▶ Task item:
Give back every record exactly as written.

▶ Data:
-*-*-
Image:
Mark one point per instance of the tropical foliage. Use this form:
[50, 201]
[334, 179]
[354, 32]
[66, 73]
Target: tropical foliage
-*-*-
▶ Response box:
Image:
Mark one point per instance of the tropical foliage. Use this form:
[50, 201]
[334, 179]
[354, 32]
[66, 73]
Target: tropical foliage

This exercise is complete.